**SUPPLIED PASSAGE:**

_ _ _ _ _

Duncan had the great idea of raising our local profile and using the British Ambassador as ‘bait’.  When Gospodine Mandic heard that His Excellency, Mr Kevin Lyne was coming for a nose-around the ‘Eko Kamp’ surely he would want to come too?  We certainly hoped so…  It would give us an opportunity to ‘come clean’: “Here we are Municipality officials.  Here’s our campsite & the buildings upon it, so what next…?”

As usual, we could not have pulled this stunt off without the help & support of dear friends.  Here are the folk who are, officially, *stars*:

  • DD for having the idea in the first place & pestering us into submission
  • Matt for being the Ambassador’s buddy & making sure he turned up
  • Slobodan for getting the invite to the Mayor and helping to ensure an official Opstina (local council) contigent on the day
  • Cedomir for translating our informative posters into Serbian, quickly & brilliantly
  • Jovica for translating the invite; for charming the villagers; for being the local interpretor on the day & so much more…

The week before the ‘big day’ the weather was awful.  It rained every day.  The drainage ditches we had dug were doing their job so the site wasn’t the boggy swamp it could have been but it was still wet & miserable.  We got on with ‘indoor’ jobs like preparing posters in English & Serbian to explain the eco facilities:

Open day - posters

Saturday came & Steve & Jovica went to meet some of the neighbours in Malta & Prijevor and give out invites to the Open Day.  The weather was still gloomy but the collective wisdom was that Tuesday would be fine.   Sunday, was exactly that – a day of sun, glorious.  The heat really started to dry everything out.  Monday was a fine day too.  We spent the day on site, getting ready.  The garden had hung onto its flowers despite the wind & rain but needed a good tidy up so I dead-headed, staked & weeded.  Steve swept and scrubbed and mopped the shower block until it shone.

_ _ _ _ _

**DATA SHOWN:**
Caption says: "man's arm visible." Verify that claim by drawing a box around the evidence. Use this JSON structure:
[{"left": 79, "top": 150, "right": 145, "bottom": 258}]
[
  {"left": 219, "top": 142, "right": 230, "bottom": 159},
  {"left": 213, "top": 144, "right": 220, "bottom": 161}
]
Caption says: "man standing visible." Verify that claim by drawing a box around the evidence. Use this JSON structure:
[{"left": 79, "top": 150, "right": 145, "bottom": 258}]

_ _ _ _ _

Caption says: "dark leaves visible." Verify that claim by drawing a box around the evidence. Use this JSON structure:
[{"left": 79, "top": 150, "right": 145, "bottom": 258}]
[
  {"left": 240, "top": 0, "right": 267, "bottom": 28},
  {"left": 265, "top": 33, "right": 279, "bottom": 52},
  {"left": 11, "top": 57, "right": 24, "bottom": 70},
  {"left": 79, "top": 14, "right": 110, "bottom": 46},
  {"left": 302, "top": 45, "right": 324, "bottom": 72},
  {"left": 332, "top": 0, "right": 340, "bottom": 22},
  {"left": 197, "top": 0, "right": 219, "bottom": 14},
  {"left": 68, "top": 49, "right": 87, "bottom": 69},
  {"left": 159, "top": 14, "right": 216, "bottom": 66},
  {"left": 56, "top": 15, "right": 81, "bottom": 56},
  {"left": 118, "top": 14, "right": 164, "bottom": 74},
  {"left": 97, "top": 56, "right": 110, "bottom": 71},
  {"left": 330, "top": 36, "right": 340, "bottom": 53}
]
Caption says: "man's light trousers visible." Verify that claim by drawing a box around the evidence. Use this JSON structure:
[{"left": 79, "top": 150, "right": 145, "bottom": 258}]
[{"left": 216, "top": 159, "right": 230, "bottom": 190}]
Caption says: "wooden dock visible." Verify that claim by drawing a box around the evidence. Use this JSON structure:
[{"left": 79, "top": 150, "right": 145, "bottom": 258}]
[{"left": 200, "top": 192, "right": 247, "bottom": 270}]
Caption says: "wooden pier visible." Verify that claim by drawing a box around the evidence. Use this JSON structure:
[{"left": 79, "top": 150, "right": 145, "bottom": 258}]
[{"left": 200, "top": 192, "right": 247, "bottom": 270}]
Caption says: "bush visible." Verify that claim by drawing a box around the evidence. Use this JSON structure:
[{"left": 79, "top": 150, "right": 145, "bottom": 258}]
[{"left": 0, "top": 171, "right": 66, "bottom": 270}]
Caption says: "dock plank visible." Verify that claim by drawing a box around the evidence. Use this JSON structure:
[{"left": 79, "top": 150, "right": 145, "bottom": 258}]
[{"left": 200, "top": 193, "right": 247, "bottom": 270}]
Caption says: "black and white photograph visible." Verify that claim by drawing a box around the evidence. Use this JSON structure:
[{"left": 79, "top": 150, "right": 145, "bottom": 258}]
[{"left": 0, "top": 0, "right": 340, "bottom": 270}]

_ _ _ _ _

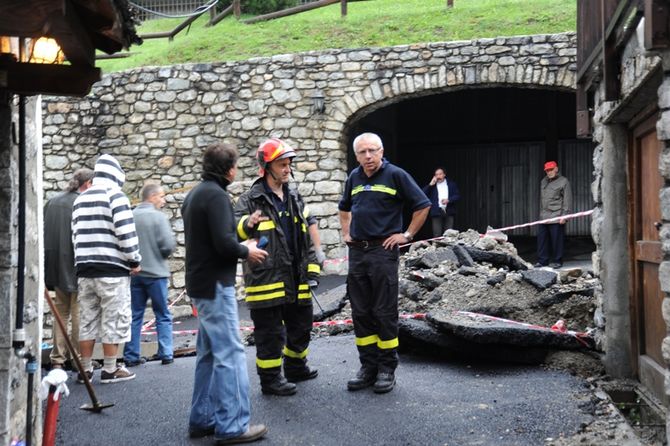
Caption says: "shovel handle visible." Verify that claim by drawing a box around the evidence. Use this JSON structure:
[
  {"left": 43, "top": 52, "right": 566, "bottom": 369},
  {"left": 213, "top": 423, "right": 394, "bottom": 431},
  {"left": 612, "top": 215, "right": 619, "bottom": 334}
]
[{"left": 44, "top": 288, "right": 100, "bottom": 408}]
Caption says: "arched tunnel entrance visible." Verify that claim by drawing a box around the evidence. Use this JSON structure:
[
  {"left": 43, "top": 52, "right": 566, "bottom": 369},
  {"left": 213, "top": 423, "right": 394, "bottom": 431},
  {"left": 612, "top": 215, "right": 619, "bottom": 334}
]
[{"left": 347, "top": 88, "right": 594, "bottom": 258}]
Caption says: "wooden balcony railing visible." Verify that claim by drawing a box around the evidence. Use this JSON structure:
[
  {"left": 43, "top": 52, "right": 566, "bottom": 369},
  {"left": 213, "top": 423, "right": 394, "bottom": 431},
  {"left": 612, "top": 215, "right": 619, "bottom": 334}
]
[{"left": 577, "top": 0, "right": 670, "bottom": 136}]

_ _ _ _ _

**EXERCISE AIM:**
Copy the open day account from "Saturday came &" to "until it shone.", putting "washroom" in place of "shower block".

**YOUR SOLUTION:**
Saturday came & Steve & Jovica went to meet some of the neighbours in Malta & Prijevor and give out invites to the Open Day.  The weather was still gloomy but the collective wisdom was that Tuesday would be fine.   Sunday, was exactly that – a day of sun, glorious.  The heat really started to dry everything out.  Monday was a fine day too.  We spent the day on site, getting ready.  The garden had hung onto its flowers despite the wind & rain but needed a good tidy up so I dead-headed, staked & weeded.  Steve swept and scrubbed and mopped the washroom until it shone.